ACTION ITEM → The lines needed run from the one that contains "Target: dark metal sign" through the end of the material below, both included; write them out exactly, with no pictures.

AVAILABLE DATA →
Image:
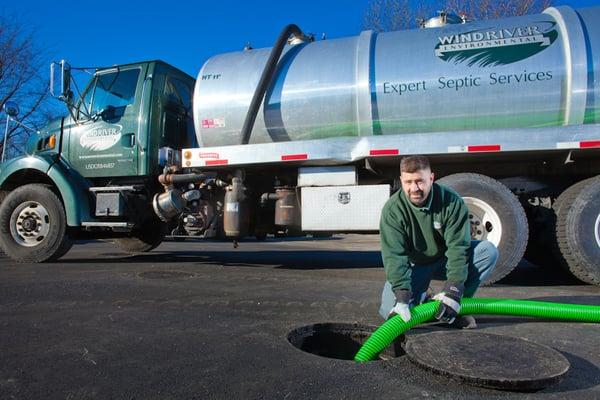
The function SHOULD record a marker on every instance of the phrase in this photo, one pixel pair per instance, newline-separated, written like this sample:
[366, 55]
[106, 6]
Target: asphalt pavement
[202, 320]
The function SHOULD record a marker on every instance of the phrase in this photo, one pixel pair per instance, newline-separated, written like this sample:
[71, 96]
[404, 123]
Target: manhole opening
[165, 275]
[338, 340]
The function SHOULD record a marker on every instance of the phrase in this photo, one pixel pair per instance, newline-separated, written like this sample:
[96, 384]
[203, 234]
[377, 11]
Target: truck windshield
[114, 89]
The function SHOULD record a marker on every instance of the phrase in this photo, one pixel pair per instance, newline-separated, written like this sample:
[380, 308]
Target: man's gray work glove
[449, 299]
[402, 308]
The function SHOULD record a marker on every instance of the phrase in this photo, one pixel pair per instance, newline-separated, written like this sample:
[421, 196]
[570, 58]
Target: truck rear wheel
[496, 215]
[33, 226]
[148, 237]
[578, 229]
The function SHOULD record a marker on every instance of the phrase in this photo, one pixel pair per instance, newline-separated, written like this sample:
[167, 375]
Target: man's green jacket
[412, 235]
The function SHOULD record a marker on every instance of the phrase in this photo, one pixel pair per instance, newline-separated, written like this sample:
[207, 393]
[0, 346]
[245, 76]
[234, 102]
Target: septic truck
[306, 138]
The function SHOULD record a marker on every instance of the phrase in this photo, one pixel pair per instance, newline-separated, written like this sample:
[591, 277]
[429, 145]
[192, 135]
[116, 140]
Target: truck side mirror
[65, 94]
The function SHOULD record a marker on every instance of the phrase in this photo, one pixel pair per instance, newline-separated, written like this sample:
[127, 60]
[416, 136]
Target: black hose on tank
[265, 79]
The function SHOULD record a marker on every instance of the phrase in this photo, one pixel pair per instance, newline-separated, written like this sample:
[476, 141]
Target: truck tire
[33, 225]
[148, 237]
[578, 229]
[496, 215]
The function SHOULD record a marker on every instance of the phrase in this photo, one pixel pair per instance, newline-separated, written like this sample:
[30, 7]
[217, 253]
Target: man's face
[417, 185]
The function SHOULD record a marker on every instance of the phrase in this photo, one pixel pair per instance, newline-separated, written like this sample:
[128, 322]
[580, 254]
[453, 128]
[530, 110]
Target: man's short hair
[413, 164]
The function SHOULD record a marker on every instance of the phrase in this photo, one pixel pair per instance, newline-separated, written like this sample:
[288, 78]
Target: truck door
[104, 141]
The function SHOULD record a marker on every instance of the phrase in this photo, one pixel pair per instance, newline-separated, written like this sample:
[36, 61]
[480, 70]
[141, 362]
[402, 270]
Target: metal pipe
[5, 137]
[266, 78]
[170, 179]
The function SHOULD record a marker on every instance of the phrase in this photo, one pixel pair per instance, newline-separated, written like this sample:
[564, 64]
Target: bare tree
[390, 15]
[21, 81]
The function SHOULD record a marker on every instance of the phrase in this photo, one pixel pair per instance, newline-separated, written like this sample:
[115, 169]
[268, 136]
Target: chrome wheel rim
[484, 220]
[29, 224]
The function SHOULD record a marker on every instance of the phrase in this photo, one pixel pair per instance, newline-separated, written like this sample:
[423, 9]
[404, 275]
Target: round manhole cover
[165, 275]
[338, 340]
[488, 360]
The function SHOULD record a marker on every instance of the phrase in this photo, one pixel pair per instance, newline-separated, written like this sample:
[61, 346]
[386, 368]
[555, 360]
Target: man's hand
[449, 300]
[402, 308]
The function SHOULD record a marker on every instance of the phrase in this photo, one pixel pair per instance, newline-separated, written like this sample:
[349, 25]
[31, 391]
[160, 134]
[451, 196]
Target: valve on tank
[287, 209]
[235, 215]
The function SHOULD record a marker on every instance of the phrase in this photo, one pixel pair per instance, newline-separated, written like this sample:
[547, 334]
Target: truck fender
[73, 188]
[74, 192]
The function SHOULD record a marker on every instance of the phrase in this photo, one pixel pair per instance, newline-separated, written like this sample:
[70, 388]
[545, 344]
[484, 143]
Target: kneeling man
[425, 232]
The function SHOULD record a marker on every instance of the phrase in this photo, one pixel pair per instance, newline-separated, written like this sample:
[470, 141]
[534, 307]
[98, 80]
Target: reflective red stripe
[591, 143]
[384, 152]
[216, 162]
[291, 157]
[485, 147]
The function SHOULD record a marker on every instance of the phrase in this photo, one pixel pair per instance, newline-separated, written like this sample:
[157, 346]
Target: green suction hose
[394, 327]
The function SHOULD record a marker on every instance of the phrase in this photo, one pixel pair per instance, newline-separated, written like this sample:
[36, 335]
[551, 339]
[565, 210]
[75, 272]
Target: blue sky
[182, 33]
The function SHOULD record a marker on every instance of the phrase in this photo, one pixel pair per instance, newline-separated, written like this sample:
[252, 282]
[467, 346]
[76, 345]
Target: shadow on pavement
[582, 375]
[298, 260]
[527, 274]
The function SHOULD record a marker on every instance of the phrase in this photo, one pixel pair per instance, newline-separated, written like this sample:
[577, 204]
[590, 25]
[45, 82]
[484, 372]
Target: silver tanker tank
[530, 71]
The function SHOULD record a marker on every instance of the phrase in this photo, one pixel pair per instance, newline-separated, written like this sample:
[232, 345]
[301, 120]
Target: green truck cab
[91, 174]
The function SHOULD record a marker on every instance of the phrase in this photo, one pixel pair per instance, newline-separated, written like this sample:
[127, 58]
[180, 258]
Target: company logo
[492, 47]
[100, 139]
[209, 155]
[344, 197]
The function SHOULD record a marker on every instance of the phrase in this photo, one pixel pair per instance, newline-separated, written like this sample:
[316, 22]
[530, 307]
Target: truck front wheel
[148, 237]
[33, 225]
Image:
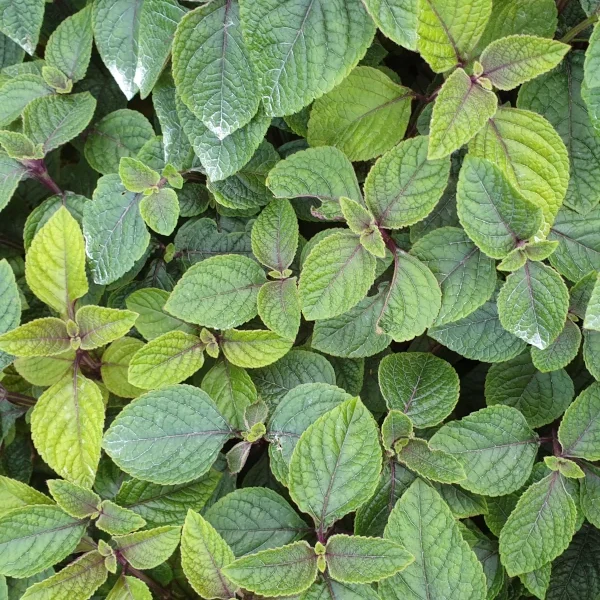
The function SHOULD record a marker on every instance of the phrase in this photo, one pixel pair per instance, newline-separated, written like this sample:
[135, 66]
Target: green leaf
[434, 465]
[461, 109]
[466, 276]
[540, 528]
[223, 290]
[527, 149]
[55, 120]
[365, 116]
[99, 326]
[251, 349]
[70, 45]
[22, 23]
[353, 334]
[302, 51]
[515, 59]
[149, 548]
[204, 553]
[167, 436]
[15, 494]
[120, 133]
[557, 97]
[279, 307]
[40, 337]
[579, 431]
[439, 550]
[11, 173]
[115, 233]
[117, 520]
[413, 299]
[355, 559]
[80, 580]
[167, 504]
[74, 500]
[134, 40]
[66, 427]
[275, 235]
[34, 538]
[160, 210]
[448, 30]
[494, 214]
[136, 176]
[55, 266]
[419, 384]
[336, 463]
[397, 19]
[115, 366]
[297, 410]
[540, 397]
[165, 360]
[533, 304]
[153, 321]
[336, 275]
[281, 571]
[404, 186]
[255, 519]
[496, 447]
[209, 48]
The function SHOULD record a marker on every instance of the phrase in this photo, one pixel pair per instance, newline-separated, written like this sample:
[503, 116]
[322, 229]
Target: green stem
[575, 31]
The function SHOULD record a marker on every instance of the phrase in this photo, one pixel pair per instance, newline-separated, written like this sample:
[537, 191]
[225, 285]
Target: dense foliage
[300, 298]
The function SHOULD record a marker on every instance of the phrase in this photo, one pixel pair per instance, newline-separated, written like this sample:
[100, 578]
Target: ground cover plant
[300, 298]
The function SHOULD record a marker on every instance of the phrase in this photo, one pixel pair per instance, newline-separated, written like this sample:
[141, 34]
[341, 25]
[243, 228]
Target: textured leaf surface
[344, 447]
[34, 538]
[444, 566]
[302, 50]
[495, 446]
[281, 571]
[404, 186]
[167, 436]
[364, 116]
[540, 528]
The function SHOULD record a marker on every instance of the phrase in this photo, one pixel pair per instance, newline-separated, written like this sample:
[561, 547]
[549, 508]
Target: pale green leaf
[515, 59]
[251, 349]
[336, 463]
[34, 538]
[495, 446]
[281, 571]
[304, 49]
[55, 265]
[540, 397]
[204, 553]
[219, 292]
[149, 548]
[167, 436]
[493, 213]
[461, 109]
[540, 528]
[466, 276]
[211, 64]
[444, 566]
[365, 116]
[66, 427]
[448, 30]
[579, 431]
[404, 186]
[419, 384]
[99, 326]
[336, 275]
[165, 360]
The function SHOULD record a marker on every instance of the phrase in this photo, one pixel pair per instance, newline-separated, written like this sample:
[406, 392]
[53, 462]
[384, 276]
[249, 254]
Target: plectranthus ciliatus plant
[300, 299]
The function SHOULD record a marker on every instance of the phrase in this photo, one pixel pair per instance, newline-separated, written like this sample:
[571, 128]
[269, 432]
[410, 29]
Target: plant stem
[575, 31]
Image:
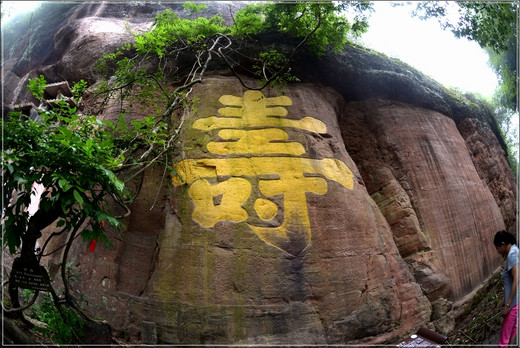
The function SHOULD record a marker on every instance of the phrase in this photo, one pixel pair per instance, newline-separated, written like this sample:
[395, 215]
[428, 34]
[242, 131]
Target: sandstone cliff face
[351, 209]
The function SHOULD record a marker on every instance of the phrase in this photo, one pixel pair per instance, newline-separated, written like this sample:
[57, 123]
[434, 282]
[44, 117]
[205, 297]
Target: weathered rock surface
[352, 212]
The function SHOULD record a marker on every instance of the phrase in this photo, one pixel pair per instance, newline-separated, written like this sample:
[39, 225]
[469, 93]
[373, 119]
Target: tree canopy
[87, 167]
[494, 26]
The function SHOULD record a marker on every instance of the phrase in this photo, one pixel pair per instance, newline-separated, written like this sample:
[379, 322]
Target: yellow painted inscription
[251, 128]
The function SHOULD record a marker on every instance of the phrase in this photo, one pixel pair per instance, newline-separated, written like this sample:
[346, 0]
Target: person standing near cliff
[505, 243]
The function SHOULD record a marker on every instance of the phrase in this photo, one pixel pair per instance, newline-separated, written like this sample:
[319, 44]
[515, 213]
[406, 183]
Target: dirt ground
[478, 322]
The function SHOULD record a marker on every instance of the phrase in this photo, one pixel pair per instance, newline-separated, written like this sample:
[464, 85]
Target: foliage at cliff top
[84, 165]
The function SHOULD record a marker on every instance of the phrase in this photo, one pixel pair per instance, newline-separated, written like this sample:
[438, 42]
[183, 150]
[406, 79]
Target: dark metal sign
[33, 277]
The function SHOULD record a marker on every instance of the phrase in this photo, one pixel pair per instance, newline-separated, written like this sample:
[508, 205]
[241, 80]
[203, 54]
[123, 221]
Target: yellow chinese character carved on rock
[287, 175]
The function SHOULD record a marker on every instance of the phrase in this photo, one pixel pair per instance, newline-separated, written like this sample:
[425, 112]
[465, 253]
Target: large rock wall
[343, 214]
[419, 170]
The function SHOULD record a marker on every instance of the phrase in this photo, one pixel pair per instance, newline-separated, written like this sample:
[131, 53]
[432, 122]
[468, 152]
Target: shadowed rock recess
[353, 208]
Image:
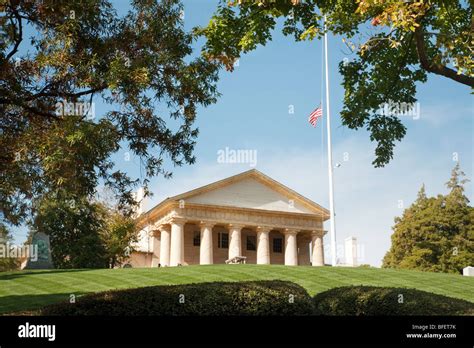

REPLY TO THE TASK →
Target: dark metal sign
[33, 277]
The function SHOULD record a marker on every instance of the phrase in this photo, one pixel pair per instance, newline-separated, written like this sample:
[508, 205]
[241, 80]
[203, 54]
[123, 221]
Target: yellow chinese character carved on rock
[287, 175]
The function SHOULD record a marker on every instance of the phrase in this photo, one pixel pair per instance, newline-separated, written like this sample:
[425, 112]
[465, 253]
Target: large rock wall
[343, 214]
[419, 170]
The function SHOULD record a marker on every instance of the phrase in this photo, one pixel pair per instance, newline-separated, written like this sample:
[131, 53]
[432, 122]
[468, 152]
Target: shadowed rock recess
[353, 208]
Image:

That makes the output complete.